Problem requirements: Whenever a line below includes the word "petal", copy that line.

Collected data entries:
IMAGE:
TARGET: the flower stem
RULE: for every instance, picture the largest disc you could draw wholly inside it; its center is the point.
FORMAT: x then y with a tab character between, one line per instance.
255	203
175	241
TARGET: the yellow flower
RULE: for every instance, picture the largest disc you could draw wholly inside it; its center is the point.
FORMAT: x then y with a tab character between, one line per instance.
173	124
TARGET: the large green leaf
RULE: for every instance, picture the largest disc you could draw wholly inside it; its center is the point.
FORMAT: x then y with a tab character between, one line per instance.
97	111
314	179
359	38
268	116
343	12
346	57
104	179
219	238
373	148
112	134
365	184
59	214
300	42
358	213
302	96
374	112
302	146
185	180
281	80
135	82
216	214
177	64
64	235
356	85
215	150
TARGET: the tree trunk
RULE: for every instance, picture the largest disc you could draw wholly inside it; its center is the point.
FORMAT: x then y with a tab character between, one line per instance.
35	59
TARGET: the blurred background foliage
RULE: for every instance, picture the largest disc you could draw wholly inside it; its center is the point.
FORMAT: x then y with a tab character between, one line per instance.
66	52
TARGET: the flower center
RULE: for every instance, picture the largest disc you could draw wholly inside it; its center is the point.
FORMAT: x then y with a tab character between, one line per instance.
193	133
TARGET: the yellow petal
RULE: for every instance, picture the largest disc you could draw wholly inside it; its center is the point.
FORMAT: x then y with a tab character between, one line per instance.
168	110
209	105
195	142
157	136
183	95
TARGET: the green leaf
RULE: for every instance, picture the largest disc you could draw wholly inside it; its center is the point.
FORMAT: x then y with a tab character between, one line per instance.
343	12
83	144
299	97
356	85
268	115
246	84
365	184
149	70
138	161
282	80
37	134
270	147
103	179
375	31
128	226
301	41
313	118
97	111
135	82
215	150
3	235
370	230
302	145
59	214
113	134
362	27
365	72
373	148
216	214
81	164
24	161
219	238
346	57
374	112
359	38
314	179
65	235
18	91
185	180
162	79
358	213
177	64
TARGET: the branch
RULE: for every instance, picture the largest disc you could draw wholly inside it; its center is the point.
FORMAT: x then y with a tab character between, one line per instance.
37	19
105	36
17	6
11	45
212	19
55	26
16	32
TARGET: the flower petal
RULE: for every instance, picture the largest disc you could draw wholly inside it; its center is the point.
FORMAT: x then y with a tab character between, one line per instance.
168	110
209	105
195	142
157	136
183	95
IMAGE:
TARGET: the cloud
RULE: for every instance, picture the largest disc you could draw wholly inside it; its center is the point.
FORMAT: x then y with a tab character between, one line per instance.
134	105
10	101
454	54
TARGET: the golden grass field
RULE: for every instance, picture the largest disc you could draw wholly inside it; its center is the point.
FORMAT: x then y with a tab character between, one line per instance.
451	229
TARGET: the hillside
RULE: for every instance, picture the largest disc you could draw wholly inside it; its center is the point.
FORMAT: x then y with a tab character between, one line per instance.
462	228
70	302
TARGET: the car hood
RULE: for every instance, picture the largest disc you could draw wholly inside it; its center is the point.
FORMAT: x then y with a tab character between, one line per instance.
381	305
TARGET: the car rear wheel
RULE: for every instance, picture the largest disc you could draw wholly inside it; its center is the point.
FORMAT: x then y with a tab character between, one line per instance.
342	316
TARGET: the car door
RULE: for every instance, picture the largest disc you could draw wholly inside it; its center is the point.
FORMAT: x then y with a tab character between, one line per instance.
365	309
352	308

Solution to the exercise:
TARGET: the yellow petal
TARGET: the flower petal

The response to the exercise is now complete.